====== THE DATA

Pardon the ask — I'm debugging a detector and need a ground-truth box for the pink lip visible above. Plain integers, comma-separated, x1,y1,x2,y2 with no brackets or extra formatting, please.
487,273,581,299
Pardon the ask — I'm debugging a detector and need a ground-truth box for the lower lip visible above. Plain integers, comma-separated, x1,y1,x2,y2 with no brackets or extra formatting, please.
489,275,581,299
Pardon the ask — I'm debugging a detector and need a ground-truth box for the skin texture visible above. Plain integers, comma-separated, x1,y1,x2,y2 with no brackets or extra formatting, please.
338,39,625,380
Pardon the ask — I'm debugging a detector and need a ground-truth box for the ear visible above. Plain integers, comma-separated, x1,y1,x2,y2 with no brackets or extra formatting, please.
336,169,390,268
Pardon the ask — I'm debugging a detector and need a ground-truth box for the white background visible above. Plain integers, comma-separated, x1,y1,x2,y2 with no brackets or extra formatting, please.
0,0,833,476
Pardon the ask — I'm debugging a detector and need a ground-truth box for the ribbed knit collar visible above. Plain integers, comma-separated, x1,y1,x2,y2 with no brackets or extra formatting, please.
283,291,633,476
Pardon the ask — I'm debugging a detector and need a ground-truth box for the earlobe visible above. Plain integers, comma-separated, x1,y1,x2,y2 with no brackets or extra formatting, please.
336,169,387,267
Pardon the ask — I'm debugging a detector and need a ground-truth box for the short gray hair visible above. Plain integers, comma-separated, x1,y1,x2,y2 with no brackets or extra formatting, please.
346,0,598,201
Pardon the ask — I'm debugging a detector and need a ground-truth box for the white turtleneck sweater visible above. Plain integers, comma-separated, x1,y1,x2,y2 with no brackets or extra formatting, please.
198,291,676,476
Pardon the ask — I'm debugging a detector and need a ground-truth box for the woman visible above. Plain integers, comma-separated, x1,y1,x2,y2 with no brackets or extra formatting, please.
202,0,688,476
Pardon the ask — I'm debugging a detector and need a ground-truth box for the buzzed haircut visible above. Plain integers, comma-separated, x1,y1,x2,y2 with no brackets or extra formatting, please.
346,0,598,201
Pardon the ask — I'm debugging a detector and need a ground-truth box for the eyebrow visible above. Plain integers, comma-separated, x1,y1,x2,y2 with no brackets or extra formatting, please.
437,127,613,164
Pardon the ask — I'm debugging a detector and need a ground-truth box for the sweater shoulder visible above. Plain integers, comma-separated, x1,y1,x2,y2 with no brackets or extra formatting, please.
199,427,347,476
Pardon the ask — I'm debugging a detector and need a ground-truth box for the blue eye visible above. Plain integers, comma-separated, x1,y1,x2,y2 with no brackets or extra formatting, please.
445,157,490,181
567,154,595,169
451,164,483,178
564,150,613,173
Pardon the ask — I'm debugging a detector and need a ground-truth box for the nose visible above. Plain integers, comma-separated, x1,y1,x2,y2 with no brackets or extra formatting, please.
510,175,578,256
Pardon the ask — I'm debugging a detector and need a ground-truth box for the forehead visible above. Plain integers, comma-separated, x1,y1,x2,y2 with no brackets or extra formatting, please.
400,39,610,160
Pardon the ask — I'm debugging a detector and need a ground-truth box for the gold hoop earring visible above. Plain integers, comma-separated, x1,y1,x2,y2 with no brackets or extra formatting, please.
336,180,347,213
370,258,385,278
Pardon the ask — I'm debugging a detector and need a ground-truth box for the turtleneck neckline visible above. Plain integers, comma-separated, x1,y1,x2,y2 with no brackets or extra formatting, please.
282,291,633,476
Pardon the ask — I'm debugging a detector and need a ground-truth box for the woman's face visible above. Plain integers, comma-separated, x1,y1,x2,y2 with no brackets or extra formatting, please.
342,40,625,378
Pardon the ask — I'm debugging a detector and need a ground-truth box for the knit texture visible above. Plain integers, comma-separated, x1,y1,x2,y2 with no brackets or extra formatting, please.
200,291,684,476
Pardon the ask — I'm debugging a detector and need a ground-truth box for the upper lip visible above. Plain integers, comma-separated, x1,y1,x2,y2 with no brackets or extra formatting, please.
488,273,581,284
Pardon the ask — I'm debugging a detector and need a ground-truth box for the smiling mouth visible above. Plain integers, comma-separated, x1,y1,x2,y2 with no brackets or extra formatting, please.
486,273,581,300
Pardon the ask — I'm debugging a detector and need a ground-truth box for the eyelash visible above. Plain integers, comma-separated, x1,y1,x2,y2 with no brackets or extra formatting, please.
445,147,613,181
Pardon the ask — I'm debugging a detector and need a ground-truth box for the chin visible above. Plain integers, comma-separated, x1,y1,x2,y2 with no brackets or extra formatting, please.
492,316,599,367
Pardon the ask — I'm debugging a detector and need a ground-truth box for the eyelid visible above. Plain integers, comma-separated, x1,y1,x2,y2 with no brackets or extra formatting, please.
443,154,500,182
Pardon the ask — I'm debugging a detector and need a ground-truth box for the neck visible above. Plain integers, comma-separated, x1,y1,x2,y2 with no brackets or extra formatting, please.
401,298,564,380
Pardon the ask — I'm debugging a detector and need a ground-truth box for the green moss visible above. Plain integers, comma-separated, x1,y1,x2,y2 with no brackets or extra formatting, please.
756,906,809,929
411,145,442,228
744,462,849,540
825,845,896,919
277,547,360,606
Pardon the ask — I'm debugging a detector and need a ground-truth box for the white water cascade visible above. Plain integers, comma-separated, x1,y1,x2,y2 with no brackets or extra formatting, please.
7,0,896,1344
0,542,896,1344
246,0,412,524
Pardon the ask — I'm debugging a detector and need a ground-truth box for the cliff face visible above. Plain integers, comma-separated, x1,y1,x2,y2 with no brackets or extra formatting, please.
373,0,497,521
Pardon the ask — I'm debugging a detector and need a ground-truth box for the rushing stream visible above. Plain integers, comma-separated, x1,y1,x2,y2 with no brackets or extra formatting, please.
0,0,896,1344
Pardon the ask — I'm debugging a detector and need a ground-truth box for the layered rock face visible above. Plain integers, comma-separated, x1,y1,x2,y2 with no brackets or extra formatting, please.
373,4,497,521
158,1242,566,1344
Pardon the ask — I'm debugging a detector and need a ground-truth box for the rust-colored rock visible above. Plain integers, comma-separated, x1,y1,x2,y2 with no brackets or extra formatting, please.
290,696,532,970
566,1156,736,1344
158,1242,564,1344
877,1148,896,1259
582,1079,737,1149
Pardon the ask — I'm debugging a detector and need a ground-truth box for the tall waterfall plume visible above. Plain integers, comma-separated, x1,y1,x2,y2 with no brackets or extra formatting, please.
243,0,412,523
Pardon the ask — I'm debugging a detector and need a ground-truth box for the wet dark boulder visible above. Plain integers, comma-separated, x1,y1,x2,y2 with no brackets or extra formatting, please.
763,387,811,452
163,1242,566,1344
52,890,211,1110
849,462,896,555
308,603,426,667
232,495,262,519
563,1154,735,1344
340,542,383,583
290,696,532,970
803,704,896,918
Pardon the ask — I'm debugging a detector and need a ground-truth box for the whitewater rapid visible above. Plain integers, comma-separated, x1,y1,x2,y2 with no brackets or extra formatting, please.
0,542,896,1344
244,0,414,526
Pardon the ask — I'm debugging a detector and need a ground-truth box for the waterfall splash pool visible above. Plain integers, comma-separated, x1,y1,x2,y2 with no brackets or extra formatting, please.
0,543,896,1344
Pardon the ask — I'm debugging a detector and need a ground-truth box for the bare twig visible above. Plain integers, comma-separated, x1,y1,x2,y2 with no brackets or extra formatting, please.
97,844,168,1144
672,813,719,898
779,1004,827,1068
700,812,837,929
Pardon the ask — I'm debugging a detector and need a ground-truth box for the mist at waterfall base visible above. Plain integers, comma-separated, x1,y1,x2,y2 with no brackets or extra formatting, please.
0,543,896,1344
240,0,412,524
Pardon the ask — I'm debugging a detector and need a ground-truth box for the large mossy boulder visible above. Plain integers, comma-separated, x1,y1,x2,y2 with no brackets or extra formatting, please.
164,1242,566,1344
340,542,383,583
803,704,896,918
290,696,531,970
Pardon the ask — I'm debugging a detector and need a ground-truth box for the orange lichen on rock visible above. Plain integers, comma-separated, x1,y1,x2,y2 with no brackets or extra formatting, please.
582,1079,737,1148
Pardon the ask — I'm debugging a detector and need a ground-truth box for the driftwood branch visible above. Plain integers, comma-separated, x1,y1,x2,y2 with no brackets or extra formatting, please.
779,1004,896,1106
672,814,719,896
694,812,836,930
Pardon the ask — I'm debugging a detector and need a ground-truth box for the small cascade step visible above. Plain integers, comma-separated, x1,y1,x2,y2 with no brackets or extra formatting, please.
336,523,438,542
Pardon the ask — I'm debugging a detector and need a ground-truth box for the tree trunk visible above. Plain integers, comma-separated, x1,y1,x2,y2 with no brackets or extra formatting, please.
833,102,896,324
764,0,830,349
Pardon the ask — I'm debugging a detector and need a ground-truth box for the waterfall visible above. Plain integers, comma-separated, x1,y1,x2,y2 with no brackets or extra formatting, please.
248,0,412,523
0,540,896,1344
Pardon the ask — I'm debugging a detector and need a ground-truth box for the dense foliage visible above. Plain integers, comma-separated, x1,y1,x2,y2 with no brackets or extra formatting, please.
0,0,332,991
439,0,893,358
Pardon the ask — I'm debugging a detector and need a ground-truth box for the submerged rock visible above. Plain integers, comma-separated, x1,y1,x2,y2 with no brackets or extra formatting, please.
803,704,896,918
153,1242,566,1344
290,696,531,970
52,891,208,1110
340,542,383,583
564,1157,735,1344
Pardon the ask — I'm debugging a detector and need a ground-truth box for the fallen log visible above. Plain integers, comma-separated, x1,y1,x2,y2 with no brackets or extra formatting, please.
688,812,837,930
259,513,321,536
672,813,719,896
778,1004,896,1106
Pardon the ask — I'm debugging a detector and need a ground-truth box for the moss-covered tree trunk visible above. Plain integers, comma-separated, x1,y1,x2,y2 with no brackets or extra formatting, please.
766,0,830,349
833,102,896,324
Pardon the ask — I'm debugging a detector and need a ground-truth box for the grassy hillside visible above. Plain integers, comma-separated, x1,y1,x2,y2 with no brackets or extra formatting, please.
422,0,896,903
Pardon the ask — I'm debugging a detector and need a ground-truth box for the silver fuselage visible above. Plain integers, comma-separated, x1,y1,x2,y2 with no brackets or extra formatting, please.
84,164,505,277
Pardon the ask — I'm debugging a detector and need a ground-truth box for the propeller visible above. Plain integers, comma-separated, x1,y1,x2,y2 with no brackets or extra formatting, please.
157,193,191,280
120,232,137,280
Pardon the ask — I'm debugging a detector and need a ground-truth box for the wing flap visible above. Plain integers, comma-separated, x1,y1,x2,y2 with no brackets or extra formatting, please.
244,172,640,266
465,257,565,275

============

* [WRITTEN PROBLEM]:
Return each line of the material above that contains the word "boulder". Case counts.

* [EXERCISE OUTPUT]:
Pardon the ask — I'm debugging a detector and need a ground-truth box for the wet dark boulder visible above. Plain integers, comma-separated, x1,y1,x2,y2 with no brackets or extra formatting, please.
Pardon the ask — I'm debugging a detector and need a ground-truth box for the large mossy boulder visible above. Plain integers, comma-separated, x1,y1,x2,y2 with no brackets or extra formatting, please.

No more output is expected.